■ What is needed
Swap "analyst" for "reviewer" everywhere it appears in the lines below, leaving everything else unchanged.
____
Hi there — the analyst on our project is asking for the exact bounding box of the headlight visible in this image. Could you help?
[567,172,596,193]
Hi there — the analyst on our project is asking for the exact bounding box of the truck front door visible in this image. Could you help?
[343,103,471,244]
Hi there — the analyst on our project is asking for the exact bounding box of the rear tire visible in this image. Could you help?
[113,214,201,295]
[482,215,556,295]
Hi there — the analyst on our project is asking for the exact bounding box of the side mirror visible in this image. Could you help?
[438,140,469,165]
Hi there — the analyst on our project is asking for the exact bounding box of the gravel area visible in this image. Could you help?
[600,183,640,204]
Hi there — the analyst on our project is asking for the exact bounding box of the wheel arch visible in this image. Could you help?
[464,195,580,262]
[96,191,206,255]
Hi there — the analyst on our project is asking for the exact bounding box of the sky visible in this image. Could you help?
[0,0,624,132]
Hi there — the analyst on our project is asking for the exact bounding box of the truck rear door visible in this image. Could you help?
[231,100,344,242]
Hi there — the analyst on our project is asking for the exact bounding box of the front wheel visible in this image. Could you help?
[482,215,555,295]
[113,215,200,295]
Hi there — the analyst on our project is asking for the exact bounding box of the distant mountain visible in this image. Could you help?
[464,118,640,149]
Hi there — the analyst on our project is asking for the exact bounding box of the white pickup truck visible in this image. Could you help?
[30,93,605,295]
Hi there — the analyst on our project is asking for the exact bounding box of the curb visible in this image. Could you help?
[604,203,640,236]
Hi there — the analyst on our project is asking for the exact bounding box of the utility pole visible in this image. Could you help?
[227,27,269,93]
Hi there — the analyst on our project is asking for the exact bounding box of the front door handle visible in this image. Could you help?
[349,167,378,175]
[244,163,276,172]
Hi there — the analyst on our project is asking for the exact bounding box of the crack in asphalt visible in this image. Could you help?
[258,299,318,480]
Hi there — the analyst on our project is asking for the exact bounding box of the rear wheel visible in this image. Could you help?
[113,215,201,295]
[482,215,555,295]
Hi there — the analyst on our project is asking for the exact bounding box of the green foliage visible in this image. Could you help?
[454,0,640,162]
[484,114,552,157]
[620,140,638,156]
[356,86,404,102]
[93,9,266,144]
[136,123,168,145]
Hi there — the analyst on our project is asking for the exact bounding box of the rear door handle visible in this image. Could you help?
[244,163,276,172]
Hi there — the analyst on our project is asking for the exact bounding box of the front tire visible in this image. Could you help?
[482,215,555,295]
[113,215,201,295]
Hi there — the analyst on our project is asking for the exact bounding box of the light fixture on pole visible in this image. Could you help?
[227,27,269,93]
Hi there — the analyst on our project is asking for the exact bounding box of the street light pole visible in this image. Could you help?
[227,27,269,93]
____
■ The completed task
Hi there — the reviewer on our project is asking for the exact bounding box of the headlight visible in this image. Could you help?
[567,172,596,193]
Hi there — the reviewer on our project is asking for the exact bounding box of the truck front door visible in this image. Could you help?
[343,103,471,244]
Hi there — the reviewer on our project is asking for the exact bounding box of the rear tire visible in this image. Could you help?
[113,214,201,295]
[482,215,556,295]
Hi there — the reviewer on our project is asking for the exact bounding box of the side mirror visible in this image. Could you help?
[438,140,469,165]
Hi there — the reviewer on our project is asking for the exact bounding box of the gravel area visible in this image. Could you help?
[600,183,640,204]
Hi there — the reviewer on our project is asking for the exact bounding box of the wheel arch visible in this image. Could you help?
[464,195,580,262]
[96,191,206,255]
Hi there — the reviewer on our project is asking for the exact bounding box of the sky visible in this image. Could you help?
[0,0,624,132]
Hi there — the reviewer on our project is asking for the exact bounding box of the truck rear door visible in this image. Could you help?
[231,100,344,242]
Hi there — the reviewer on our project is asking for the exact bounding box of the front wheel visible in this image. Could you help?
[482,215,555,295]
[113,215,200,295]
Hi there — the reviewer on our project is asking for the exact bounding box of the distant mountain visible in this image. Could you help?
[464,118,640,149]
Hi there — the reviewer on our project is asking for the exact bounding box of the white pickup truck visible in this image. Could you help?
[30,93,605,295]
Hi there — the reviewer on our project is asking for the exact bounding box of the curb visible in this image. Could you help?
[604,203,640,236]
Hi there — the reviewer on our project is asking for the exact bounding box of the utility pole visible in this image. Could you help?
[227,27,269,93]
Hi there — the reviewer on our project is asking for the exact bounding box of the front door handle visible in this image. Could you help?
[349,167,378,175]
[244,163,276,172]
Hi there — the reviewer on our project is asking for the exact bounding box of the crack in asphalt visible in this image. Could you help?
[258,299,318,480]
Hi there — the reviewer on our project is asking for the exact bounding box of the rear wheel visible in this image. Could you help?
[113,215,201,295]
[482,215,555,295]
Hi there — the reviewer on our project is asking for the exact bounding box of the green foliage visible in this image. Could you help?
[454,0,640,162]
[484,114,552,157]
[620,140,638,156]
[356,86,404,102]
[93,9,266,144]
[136,123,168,145]
Hi there — the reviewer on our project is asking for the exact bounding box of the rear door handle visible in this image. Could you help?
[244,163,276,172]
Hi there — the reviewer on our project is asking for the exact bounding box of the front tire visible in this image. Could you help?
[482,215,555,295]
[113,215,201,295]
Hi there — the reviewer on our project is asking for the exact bounding box of the light fixture on pole visible in this image. Could you help?
[227,27,269,93]
Hi there — the reviewer on our project is asking for the exact bounding box of the street light pole visible in this image. Could you help?
[227,27,269,93]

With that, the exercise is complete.